Your objective: Go through the entries and write each one out again unchanged.

─── Study material

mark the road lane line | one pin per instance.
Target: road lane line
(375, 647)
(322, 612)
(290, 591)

──────

Output of the exercise:
mark the road lane line | one pin per instance.
Target: road lane line
(375, 647)
(322, 612)
(290, 591)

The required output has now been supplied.